EXERCISE BRIEF: Search the entries for the word "below". Copy every line that holds it.

DATA SUPPLIED:
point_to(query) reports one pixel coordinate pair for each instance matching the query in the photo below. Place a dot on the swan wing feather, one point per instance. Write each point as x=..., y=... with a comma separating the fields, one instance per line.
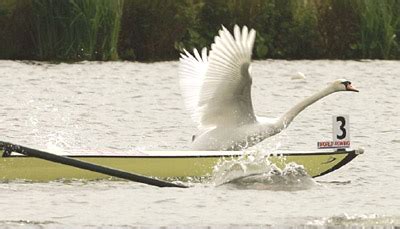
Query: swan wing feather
x=225, y=95
x=192, y=69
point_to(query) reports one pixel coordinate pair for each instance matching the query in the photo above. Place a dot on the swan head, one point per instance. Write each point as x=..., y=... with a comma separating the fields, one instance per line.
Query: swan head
x=343, y=85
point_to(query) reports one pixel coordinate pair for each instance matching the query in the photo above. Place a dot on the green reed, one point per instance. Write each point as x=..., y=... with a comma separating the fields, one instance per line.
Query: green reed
x=159, y=29
x=380, y=21
x=77, y=29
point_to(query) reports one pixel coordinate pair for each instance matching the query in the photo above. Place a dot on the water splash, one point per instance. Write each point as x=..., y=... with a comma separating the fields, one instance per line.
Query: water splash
x=358, y=221
x=254, y=170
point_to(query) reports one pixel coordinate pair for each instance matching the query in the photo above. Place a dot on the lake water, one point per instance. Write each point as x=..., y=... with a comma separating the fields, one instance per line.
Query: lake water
x=123, y=106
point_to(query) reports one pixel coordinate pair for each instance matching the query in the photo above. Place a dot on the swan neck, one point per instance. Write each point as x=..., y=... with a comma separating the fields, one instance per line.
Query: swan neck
x=288, y=117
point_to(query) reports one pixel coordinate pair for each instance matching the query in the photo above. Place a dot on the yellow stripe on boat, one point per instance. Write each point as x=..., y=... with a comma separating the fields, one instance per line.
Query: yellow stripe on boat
x=172, y=164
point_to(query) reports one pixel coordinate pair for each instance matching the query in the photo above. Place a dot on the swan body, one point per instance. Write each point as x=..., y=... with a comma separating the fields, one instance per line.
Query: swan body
x=217, y=92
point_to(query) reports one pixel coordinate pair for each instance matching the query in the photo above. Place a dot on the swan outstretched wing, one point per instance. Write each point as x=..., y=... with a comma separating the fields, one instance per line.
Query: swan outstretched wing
x=222, y=95
x=192, y=70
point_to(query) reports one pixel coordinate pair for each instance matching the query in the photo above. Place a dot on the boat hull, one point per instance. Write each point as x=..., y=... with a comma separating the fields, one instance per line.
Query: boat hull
x=180, y=164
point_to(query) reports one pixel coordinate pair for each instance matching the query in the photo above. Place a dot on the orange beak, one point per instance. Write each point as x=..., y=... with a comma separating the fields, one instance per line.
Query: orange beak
x=351, y=88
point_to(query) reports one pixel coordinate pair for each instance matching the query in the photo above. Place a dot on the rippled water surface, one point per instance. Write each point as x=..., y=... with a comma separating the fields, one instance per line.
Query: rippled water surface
x=122, y=106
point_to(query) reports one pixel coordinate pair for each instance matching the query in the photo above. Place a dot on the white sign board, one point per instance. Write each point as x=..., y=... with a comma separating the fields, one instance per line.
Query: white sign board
x=341, y=133
x=341, y=130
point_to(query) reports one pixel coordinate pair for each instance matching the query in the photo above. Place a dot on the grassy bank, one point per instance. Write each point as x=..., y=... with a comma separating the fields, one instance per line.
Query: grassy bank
x=158, y=29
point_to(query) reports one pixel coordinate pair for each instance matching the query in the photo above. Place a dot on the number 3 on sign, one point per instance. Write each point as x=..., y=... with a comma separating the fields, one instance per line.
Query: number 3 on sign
x=341, y=130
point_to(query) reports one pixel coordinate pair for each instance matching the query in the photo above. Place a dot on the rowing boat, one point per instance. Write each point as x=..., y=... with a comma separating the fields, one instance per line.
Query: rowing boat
x=164, y=164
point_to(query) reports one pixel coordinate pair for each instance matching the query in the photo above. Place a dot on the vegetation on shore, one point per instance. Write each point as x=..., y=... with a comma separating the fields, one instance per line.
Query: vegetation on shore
x=73, y=30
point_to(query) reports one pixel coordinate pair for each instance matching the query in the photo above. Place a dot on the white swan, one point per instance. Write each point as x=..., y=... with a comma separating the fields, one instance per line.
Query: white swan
x=217, y=92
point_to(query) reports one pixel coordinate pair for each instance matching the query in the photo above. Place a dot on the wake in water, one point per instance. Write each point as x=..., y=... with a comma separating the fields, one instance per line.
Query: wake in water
x=255, y=171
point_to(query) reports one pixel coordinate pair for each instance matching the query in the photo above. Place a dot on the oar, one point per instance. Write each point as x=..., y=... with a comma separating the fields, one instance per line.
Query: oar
x=9, y=147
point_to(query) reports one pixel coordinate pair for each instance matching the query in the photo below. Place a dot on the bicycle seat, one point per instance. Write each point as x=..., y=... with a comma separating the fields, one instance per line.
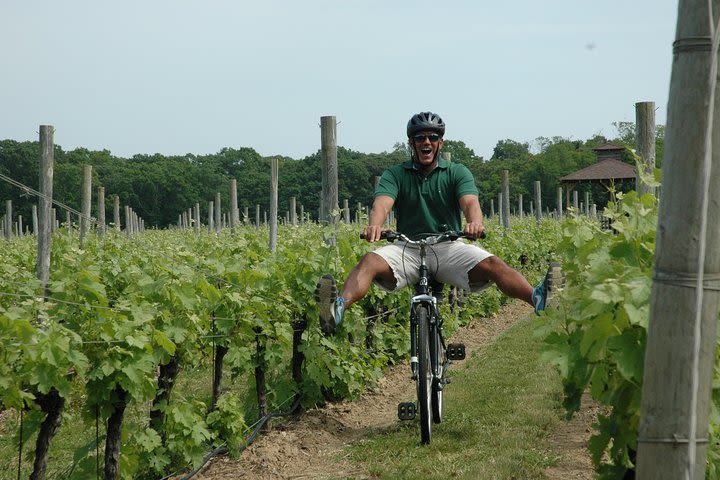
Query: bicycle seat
x=437, y=288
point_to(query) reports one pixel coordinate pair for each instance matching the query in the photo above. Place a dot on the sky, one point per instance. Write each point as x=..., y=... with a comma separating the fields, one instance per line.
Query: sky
x=188, y=76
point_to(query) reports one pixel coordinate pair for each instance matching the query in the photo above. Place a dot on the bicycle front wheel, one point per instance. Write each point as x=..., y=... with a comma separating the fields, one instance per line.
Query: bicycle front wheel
x=425, y=374
x=437, y=353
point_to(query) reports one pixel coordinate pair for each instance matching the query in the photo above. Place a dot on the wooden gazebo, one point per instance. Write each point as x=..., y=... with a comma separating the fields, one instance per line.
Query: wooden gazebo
x=608, y=168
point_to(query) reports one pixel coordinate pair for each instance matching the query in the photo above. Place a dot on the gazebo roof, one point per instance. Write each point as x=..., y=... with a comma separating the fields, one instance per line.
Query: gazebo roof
x=609, y=169
x=609, y=147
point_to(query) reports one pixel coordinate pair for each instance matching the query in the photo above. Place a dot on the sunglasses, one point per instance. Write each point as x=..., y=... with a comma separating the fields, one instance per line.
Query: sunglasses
x=420, y=138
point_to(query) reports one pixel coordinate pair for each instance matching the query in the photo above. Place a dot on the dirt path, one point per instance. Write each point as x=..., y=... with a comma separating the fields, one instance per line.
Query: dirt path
x=308, y=447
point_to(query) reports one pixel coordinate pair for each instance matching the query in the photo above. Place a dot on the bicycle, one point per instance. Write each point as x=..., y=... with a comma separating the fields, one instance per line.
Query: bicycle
x=429, y=355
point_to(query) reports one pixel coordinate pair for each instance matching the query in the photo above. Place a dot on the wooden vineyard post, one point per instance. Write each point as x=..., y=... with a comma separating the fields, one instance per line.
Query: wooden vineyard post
x=681, y=338
x=299, y=327
x=260, y=374
x=101, y=211
x=47, y=160
x=196, y=218
x=520, y=209
x=538, y=201
x=293, y=212
x=35, y=220
x=273, y=203
x=645, y=141
x=587, y=204
x=8, y=219
x=86, y=203
x=559, y=204
x=506, y=199
x=218, y=214
x=234, y=212
x=328, y=138
x=51, y=403
x=116, y=212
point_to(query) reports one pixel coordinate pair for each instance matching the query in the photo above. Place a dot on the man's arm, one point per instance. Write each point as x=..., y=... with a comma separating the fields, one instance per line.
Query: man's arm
x=381, y=209
x=470, y=206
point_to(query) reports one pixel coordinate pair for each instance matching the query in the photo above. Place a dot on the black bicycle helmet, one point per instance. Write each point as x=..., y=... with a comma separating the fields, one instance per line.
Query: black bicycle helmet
x=426, y=121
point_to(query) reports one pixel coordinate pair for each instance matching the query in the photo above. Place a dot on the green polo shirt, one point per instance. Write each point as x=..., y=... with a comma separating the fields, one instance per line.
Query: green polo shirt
x=423, y=204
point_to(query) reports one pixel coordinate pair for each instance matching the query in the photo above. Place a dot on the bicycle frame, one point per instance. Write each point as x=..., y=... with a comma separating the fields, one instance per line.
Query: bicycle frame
x=422, y=296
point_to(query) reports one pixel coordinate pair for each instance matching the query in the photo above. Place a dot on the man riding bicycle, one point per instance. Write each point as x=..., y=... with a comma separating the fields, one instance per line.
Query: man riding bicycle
x=426, y=192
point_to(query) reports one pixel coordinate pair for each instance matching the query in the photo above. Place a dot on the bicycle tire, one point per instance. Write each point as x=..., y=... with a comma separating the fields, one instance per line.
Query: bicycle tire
x=425, y=374
x=437, y=354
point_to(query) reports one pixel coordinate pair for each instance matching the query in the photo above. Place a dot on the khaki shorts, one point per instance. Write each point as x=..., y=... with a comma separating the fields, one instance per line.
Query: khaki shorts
x=448, y=262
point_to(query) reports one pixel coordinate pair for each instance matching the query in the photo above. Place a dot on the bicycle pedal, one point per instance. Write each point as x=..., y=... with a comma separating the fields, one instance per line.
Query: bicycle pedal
x=406, y=411
x=456, y=351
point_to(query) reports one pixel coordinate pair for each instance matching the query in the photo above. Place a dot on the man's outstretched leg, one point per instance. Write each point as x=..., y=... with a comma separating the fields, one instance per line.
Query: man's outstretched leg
x=513, y=284
x=332, y=306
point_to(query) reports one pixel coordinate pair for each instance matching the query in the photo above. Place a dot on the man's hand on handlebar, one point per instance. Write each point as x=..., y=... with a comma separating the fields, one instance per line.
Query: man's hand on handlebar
x=372, y=234
x=474, y=230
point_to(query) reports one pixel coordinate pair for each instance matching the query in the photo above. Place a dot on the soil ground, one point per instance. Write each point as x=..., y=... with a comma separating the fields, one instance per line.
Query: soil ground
x=309, y=446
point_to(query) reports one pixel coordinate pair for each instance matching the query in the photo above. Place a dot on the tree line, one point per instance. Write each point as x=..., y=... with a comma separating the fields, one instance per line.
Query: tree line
x=159, y=187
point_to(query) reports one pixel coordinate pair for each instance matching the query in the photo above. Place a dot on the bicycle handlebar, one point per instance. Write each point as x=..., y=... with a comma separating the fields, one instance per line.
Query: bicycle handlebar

OUTPUT OF THE TASK:
point_to(query) reports one pixel coordinate pair for each instance matching the query in the photo below. Place a dot on the swan wing feather, one point per instance. Write each point as x=..., y=... with a comma separating the fields, one instance per line.
point_to(query) reports one pixel coordinate pair for each instance matching the query in the photo below. Place a dot on the bicycle seat, one point per instance. Write each point as x=..., y=... with a comma separating the fields, one instance per line.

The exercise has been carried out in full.